## BEGIN Passage shown
Partly owing to the project of Complete Works in the Four Treasuries, in the second half of the eighteenth century, a series of ancient mathematical masterpieces were rediscovered and studied by competent scholars. Some critical editions were published subsequently. The leading evidential scholar, Dai Zhen (戴震, 1724–1777), collated Ten Mathematical Classics (Suanjing Shishu, 算經十書).¹⁹ Dai’s new edition was used as the master copy in Complete Works in the Four Treasuries and it was finally published in Weiboxie Collectanea (微波榭叢書) in 1773. Moreover, the works of a talented mathematician, Li Ye (李冶, 1192–1279), were edited by Li Rui and published in Zhubuzuzhai Collectanea (知不足齋叢書) in 1778. In addition, Gu Guangqi mentioned in a preface (written ca. 1810) for Mathematical Book that a bibliophile, Qin Enfu (秦恩復, 1760–1843), provided his own copy for the republication of Qin Jiushao’s work. But this plan seems to have remained unfulfilled.

4 The First Printed Edition in 1842 of Mathematical Book in Nine Chapters

4.1 Yu Songnian and the Yijiatang Collectanea

At the beginning of the nineteenth century, manuscript duplicates of Qin Jiushao’s Mathematical Book, transcribed from Zhao Qimei’s copy and the Siku edition, circulated among a small community of evidential scholars interested in mathematics. Li Rui, Gu Guangqi, Qian Daxin (錢大昕, 1728–1804), Li Huang (李潢, 1746–1812), Jiao Xun (焦循, 1763–1820) and others acquired their own copies (Li 1987b). They studied the work and shared ideas privately. The publication of Mathematical Book in Yijiatang Collectanea at an auspicious juncture is no surprise.

Yijiatang (宜稼堂, literally ‘favorable farming hall’) was the study room of Yu Songnian (郁松年, 1799–1865), the second son of a very rich family who owned more than seventy cargo ships in Shanghai. Yu was a bibliomaniac rather than a businessman and used his wealth to become one of the most important bibliophiles in the nineteenth century (Matsuura 2012: 201–210).

Between 1840 and 1843, Yu Songnian published the Yijiatang Collectanea, which consisted of critical editions of seven works by six authors, all of whom had lived in the thirteenth and fourteenth centuries (during the Song dynasty and the Yuan dynasty). These included two historical works on the Three Kingdoms period (third century), two anthologies of prose and poetry, and three mathematical works, one by Qin Jiushao and two by Yang Hui (楊輝, fl. 1260). The master copies were rare manuscripts owned by Yu himself or borrowed from his friends. Yu published the revisions with independent volumes of Reading Notes (Zhaji 札記) as critical apparatus. He compiled Reading Notes of the historical works and anthologies by himself and invited Song Jingchang 宋景昌 to edit the three mathematical works. It is noteworthy that editions of the first four titles and of Qin’s Mathematical Book had already been copied into Complete Works. Yu might have felt proud that he could provide a reliable text, which was better than the Emperor’s Complete Works.
## END Passage shown
## BEGIN Stored data
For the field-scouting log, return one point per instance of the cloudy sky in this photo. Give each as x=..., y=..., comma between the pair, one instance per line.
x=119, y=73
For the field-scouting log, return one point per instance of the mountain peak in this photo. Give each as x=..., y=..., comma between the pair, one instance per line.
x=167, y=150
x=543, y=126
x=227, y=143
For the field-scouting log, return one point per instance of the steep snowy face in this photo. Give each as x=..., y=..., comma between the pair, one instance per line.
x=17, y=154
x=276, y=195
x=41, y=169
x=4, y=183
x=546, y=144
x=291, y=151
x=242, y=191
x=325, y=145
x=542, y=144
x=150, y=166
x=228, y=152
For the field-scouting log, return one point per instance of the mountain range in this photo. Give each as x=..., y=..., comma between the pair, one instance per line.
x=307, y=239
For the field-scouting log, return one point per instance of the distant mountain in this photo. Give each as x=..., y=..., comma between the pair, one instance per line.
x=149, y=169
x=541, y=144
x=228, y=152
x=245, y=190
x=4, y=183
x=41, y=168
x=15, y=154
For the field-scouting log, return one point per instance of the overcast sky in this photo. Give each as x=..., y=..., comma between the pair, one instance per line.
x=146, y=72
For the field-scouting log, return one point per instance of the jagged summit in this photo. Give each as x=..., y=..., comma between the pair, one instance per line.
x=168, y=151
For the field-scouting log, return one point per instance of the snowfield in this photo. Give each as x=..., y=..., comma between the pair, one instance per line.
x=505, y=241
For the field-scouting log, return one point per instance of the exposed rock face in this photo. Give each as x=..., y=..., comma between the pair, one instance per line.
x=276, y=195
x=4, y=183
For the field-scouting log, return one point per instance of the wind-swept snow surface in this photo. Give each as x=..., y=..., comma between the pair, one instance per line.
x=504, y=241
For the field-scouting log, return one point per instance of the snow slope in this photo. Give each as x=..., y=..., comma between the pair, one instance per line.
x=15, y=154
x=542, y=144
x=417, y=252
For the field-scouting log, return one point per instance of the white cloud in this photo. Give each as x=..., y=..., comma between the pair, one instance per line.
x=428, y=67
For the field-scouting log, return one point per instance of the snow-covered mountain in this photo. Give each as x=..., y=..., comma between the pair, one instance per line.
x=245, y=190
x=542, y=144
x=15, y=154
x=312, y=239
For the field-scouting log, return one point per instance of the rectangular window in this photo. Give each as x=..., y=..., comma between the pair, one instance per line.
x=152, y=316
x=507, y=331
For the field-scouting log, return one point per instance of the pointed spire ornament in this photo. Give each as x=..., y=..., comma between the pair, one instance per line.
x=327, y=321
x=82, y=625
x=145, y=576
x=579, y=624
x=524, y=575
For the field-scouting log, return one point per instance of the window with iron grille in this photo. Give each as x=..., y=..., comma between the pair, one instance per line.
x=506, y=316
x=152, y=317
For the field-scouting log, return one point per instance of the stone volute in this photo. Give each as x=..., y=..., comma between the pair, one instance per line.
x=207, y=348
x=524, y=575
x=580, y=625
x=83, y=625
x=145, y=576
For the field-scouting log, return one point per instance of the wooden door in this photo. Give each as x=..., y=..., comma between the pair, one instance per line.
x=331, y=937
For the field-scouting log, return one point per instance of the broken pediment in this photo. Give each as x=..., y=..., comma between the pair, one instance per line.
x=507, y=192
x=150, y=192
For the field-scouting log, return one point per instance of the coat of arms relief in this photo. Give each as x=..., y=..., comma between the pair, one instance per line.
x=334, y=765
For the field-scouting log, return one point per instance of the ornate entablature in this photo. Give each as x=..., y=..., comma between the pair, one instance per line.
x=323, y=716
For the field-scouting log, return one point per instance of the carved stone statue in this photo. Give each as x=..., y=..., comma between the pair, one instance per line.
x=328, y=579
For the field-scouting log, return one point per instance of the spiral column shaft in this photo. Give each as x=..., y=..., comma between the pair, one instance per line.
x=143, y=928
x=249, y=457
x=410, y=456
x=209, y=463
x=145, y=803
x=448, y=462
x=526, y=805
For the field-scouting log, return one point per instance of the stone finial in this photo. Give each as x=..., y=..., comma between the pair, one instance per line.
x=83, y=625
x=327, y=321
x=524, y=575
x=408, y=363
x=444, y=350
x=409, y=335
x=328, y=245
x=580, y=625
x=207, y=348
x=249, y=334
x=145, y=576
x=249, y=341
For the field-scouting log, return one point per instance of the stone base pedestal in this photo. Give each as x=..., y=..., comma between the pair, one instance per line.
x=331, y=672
## END Stored data
Exercise set =>
(a) In the passage on early editions of Mathematical Book, which people are named as having acquired their own copies of Qin Jiushao's work at the beginning of the nineteenth century?
(b) Copy word for word the stretch of the passage on early editions of Mathematical Book from "At the beginning" through "is no surprise.".

Results for each task =>
(a) Li Rui, Gu Guangqi, Qian Daxin, Li Huang, and Jiao Xun.

(b)
At the beginning of the nineteenth century, manuscript duplicates of Qin Jiushao’s Mathematical Book, transcribed from Zhao Qimei’s copy and the Siku edition, circulated among a small community of evidential scholars interested in mathematics. Li Rui, Gu Guangqi, Qian Daxin (錢大昕, 1728–1804), Li Huang (李潢, 1746–1812), Jiao Xun (焦循, 1763–1820) and others acquired their own copies (Li 1987b). They studied the work and shared ideas privately. The publication of Mathematical Book in Yijiatang Collectanea at an auspicious juncture is no surprise.